### WHAT IS NEEDED
Would you please write out every record exactly?

### TASK DATA

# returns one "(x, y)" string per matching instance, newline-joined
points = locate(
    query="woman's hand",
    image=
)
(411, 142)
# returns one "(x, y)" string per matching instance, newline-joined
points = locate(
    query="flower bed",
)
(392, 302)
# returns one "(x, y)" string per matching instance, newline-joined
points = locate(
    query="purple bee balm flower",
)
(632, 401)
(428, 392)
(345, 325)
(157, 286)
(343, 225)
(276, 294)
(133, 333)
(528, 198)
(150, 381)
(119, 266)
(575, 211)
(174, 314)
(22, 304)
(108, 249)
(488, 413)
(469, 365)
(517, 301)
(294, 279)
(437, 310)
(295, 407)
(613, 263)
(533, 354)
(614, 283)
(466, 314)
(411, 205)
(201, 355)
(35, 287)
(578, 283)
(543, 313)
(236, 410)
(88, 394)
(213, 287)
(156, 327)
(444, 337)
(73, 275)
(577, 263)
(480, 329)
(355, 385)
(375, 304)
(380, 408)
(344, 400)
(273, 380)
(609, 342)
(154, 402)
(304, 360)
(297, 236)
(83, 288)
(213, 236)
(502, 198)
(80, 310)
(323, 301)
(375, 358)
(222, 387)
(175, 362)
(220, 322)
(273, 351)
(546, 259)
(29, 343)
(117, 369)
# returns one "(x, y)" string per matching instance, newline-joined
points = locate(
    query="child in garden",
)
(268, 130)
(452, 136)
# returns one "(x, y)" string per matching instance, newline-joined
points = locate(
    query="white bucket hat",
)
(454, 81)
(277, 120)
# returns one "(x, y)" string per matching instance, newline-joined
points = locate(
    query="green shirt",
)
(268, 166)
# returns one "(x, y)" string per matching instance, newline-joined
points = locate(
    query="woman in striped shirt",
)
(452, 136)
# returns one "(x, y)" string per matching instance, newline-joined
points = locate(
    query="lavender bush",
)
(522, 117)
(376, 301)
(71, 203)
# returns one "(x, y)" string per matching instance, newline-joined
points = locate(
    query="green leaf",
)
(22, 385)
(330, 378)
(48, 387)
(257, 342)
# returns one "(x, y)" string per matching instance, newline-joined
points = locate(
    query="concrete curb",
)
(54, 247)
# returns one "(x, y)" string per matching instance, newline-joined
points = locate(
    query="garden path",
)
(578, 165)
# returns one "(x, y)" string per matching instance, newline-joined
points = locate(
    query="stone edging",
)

### EXERCISE OUTPUT
# returns one "(x, y)" string per matching instance, newline-joined
points = locate(
    query="woman's hand",
    image=
)
(411, 142)
# returns one "(x, y)" string per matching instance, newline-joined
points = locate(
    query="flower bed",
)
(392, 302)
# returns one "(x, y)" string per matching instance, newline-joined
points = locate(
    query="purple bee balm flower",
)
(632, 401)
(428, 392)
(345, 325)
(157, 286)
(343, 225)
(276, 294)
(133, 333)
(528, 198)
(150, 381)
(119, 266)
(575, 211)
(174, 314)
(22, 304)
(108, 249)
(488, 413)
(469, 365)
(517, 301)
(294, 279)
(437, 310)
(295, 407)
(613, 263)
(533, 354)
(614, 283)
(466, 314)
(411, 205)
(201, 355)
(35, 287)
(578, 283)
(543, 313)
(236, 410)
(88, 394)
(213, 287)
(156, 327)
(444, 337)
(73, 275)
(577, 263)
(480, 329)
(355, 385)
(375, 304)
(380, 408)
(344, 400)
(273, 380)
(609, 342)
(154, 402)
(304, 360)
(297, 236)
(83, 288)
(213, 236)
(502, 198)
(80, 310)
(323, 301)
(375, 358)
(222, 387)
(175, 362)
(220, 322)
(273, 351)
(546, 259)
(29, 343)
(117, 369)
# returns one "(x, y)" string per matching instance, newline-joined
points = locate(
    query="child in garden",
)
(268, 130)
(452, 136)
# returns one "(x, y)" string per matching instance, newline-joined
points = locate(
    query="white bucket hat",
)
(454, 81)
(277, 120)
# returns one "(x, y)" string per matching instance, newline-joined
points = locate(
    query="green shirt",
)
(268, 166)
# returns one "(x, y)" string per matching instance, newline-joined
points = locate(
    query="woman in striped shirt",
)
(452, 136)
# returns one "(x, y)" string per matching instance, newline-joined
points = locate(
    query="lavender bush",
)
(522, 117)
(376, 301)
(71, 203)
# returns one "(x, y)" string per matching instance, newline-joined
points = locate(
    query="green leaf",
)
(22, 385)
(330, 378)
(48, 387)
(257, 342)
# returns one "(x, y)" string per matching instance, newline-joined
points = locate(
    query="concrete curb",
)
(54, 247)
# returns one "(x, y)" string per matching instance, newline-joined
points = locate(
    query="garden path",
)
(578, 165)
# returns one "(x, y)" string per matching instance, newline-joined
points = locate(
    query="stone edging",
)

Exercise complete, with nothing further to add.